__EXTRACT__
Yes so it looks like ECS is taking a long time to start your container and we are polling the status every second, which is eventually resulting in a ThrottlingException.

It also seems that the boto libraries will automatically retry on their own four times before giving up and raising the exception.

In this instance we probably want to rety forever as we need to just wait until the container has started. The boto3 docs suggest that if you increase the retry limit it will exponentially increase the time until a maximum of 20 seconds and then give up at your max retry limit.

So it would probably make sense for us to also retry with an exponential backoff to a maximum of 20 seconds but do so forever.

@lukeorland seems to have proposed a suitable solution, however I don't think we need to worry about the max retries as that is just for boto to decide when to raise an exception.

__PROVIDED MATERIAL__
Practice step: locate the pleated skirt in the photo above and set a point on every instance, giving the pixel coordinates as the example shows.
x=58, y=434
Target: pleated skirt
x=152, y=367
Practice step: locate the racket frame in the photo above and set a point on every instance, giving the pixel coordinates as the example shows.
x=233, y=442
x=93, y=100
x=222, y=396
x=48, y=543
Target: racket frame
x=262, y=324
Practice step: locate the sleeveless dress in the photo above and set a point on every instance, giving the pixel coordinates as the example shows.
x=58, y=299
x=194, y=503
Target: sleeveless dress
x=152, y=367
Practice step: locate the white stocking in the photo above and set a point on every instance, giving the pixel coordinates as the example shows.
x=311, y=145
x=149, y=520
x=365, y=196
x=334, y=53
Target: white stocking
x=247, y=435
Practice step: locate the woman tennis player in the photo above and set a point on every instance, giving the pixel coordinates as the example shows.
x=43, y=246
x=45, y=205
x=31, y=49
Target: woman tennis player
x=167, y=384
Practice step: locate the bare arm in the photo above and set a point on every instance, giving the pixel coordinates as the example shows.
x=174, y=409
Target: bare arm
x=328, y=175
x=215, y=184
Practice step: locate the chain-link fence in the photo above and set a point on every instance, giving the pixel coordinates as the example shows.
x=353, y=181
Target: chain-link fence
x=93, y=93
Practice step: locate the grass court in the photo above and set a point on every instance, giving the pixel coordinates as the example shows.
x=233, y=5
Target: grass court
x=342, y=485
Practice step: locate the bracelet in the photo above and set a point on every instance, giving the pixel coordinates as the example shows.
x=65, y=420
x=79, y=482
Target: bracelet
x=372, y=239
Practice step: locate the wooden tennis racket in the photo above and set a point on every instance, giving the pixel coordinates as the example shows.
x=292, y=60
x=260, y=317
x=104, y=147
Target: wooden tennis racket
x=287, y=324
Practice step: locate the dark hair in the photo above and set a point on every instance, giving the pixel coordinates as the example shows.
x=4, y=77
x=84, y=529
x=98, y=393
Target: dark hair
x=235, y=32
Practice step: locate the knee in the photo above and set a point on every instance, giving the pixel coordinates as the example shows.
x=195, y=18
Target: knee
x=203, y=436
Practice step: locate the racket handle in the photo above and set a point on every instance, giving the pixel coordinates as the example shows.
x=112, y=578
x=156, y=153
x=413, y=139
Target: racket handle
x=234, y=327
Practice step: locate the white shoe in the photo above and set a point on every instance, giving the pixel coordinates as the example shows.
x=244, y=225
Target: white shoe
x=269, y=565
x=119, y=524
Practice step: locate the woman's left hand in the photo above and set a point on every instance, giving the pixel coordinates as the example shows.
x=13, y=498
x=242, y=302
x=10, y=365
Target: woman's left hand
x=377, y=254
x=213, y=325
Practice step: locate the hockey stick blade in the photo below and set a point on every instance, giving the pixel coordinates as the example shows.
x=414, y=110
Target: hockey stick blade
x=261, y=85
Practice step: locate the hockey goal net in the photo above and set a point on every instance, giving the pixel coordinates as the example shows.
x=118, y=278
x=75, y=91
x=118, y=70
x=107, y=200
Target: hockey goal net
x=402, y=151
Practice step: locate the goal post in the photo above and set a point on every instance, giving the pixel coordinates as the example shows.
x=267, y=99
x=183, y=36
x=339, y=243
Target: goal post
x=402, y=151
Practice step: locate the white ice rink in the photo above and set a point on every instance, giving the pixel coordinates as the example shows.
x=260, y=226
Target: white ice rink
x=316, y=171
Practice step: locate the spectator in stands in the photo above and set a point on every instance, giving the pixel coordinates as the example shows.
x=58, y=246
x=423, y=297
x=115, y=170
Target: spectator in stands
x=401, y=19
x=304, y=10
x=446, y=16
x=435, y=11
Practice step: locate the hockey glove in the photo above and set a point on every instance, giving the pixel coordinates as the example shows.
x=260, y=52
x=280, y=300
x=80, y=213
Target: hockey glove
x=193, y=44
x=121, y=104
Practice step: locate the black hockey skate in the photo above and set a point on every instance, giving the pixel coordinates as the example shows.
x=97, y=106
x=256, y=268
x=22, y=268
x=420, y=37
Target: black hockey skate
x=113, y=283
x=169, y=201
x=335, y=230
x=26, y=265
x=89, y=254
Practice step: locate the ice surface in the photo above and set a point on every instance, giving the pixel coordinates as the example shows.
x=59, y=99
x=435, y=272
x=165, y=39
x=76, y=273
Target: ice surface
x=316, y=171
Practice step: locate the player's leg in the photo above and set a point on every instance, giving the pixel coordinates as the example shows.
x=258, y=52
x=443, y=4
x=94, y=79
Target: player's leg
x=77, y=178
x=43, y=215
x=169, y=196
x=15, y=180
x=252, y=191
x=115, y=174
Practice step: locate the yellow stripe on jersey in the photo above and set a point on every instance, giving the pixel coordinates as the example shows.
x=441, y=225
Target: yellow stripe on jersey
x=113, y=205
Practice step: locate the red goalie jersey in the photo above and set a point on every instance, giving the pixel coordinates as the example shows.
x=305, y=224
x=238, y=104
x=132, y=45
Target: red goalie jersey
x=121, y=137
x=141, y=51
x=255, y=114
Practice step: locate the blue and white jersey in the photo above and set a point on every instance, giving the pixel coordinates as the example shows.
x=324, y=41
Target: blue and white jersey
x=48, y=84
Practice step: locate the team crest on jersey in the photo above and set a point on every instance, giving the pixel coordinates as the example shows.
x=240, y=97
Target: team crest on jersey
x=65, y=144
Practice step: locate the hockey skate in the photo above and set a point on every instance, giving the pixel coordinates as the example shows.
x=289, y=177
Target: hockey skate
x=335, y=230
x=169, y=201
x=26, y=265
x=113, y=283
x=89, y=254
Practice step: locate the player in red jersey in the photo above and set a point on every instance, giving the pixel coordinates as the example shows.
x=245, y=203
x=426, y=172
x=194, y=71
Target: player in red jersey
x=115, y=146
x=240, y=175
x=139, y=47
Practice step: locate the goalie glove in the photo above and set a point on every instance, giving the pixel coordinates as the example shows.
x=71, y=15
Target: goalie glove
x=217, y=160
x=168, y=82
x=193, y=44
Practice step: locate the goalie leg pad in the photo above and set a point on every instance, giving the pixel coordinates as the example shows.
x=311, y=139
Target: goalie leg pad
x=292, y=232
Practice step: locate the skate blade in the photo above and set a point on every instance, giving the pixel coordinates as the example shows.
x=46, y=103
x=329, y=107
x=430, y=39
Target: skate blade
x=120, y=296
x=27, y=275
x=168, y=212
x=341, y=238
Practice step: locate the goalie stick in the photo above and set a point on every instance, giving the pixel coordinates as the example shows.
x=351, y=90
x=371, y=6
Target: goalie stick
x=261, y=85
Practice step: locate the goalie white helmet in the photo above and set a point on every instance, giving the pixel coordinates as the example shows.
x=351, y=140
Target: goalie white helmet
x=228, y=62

__THINGS TO DO__
- 1) According to the ECS polling excerpt, how many times do the boto libraries automatically retry before raising the exception?
- 2) Retype the ECS polling excerpt from "It also seems" up to and including "max retry limit.".

__ANSWERS BELOW__
- 1) Four times.

- 2)
It also seems that the boto libraries will automatically retry on their own four times before giving up and raising the exception.

In this instance we probably want to rety forever as we need to just wait until the container has started. The boto3 docs suggest that if you increase the retry limit it will exponentially increase the time until a maximum of 20 seconds and then give up at your max retry limit.